EXERCISE: Copy out every line from the records that includes "below".

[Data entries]
────────
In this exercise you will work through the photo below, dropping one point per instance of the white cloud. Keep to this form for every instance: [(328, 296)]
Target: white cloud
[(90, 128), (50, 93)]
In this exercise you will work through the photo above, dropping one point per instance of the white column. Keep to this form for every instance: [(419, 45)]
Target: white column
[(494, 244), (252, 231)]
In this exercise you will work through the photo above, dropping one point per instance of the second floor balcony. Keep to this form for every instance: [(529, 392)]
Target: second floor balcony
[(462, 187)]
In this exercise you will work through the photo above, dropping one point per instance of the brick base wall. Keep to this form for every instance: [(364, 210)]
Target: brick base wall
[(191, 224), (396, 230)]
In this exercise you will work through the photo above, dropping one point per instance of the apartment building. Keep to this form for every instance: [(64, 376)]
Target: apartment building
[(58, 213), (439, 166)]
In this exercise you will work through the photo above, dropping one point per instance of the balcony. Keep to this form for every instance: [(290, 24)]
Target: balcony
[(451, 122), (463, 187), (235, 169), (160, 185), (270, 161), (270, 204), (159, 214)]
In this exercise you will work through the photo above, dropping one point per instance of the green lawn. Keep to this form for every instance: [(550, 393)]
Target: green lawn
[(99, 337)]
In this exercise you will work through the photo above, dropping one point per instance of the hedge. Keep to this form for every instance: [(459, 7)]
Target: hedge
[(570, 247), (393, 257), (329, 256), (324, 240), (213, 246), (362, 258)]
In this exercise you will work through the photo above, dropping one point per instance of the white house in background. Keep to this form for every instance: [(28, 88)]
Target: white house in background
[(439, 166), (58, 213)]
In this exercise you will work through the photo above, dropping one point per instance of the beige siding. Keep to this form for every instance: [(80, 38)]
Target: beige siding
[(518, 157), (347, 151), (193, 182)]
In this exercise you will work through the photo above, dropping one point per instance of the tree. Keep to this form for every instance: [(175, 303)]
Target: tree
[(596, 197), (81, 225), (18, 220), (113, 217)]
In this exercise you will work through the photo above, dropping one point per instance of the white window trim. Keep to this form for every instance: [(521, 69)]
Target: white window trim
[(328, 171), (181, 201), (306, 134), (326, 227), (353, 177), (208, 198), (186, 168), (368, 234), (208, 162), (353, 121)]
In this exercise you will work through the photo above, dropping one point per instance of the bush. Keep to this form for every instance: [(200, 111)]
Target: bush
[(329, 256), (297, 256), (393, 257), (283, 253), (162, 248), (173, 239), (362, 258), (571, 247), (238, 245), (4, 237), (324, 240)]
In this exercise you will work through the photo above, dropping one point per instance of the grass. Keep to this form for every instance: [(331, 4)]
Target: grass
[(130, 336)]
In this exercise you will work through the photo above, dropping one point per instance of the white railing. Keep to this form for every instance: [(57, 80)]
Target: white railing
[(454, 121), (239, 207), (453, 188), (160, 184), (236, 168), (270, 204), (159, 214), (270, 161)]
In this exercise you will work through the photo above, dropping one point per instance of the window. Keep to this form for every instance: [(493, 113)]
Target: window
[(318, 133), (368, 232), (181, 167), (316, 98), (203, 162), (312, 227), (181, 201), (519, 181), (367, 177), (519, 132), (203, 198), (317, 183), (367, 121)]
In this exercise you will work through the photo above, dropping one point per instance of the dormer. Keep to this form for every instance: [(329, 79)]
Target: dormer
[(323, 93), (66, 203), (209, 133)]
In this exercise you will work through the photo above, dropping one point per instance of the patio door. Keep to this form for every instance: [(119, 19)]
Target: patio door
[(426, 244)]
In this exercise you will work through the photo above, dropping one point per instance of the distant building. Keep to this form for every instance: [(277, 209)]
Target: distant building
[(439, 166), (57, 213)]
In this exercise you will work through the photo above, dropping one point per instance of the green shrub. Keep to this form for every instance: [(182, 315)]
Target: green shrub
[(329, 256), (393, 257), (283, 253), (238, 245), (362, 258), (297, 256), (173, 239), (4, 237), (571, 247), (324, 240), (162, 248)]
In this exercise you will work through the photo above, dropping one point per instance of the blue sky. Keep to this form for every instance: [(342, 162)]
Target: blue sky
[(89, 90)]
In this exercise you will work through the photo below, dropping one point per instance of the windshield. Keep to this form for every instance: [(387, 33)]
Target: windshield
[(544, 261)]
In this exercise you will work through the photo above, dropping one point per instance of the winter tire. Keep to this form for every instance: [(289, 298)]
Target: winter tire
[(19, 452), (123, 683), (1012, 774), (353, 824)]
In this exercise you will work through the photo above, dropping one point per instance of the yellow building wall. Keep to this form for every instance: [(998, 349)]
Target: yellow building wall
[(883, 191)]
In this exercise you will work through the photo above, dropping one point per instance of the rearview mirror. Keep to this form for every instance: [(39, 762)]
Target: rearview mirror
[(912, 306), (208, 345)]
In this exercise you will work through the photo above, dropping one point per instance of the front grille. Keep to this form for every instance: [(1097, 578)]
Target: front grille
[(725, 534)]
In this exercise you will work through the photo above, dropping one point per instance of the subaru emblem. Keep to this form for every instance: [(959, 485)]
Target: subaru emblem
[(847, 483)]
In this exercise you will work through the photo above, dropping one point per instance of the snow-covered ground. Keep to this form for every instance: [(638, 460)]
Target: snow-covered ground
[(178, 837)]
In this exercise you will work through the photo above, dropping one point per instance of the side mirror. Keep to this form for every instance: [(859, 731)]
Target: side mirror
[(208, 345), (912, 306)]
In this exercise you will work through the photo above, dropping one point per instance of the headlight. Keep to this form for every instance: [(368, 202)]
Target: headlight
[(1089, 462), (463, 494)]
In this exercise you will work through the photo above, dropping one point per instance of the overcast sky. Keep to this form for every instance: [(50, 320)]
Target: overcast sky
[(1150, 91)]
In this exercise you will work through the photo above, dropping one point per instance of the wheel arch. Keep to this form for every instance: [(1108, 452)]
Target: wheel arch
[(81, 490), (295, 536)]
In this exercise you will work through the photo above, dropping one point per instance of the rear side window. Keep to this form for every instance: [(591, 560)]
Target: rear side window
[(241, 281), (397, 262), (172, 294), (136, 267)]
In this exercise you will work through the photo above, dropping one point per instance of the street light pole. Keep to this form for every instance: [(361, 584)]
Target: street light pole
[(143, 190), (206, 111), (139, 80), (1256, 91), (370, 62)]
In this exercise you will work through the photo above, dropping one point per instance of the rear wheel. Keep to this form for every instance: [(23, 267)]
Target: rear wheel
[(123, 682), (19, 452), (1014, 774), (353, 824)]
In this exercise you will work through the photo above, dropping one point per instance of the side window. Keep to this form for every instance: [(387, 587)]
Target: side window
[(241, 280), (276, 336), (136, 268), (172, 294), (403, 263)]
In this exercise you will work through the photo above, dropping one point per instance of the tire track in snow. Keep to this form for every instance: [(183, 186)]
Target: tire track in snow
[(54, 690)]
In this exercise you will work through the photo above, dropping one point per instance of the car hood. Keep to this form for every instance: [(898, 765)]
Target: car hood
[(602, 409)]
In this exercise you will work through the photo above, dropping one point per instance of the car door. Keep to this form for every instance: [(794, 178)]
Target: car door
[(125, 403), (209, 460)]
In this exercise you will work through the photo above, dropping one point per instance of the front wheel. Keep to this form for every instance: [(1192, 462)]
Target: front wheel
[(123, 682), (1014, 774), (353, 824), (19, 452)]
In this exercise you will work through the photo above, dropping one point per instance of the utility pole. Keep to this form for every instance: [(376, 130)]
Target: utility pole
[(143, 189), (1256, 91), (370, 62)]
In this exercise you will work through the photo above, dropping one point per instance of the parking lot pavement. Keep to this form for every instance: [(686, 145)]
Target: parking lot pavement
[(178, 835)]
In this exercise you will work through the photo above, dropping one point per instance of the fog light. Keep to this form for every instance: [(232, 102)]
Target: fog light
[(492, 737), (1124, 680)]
────────
ANSWER FOR THIS EXERCISE:
In this exercise you will work through the photo below, dropping one point per instance of the white cloud. Keep to this form for every instance: [(328, 296)]
In this exercise you will work through the photo below, dropping one point per instance of the windshield. Keep to this form for every instance: [(387, 33)]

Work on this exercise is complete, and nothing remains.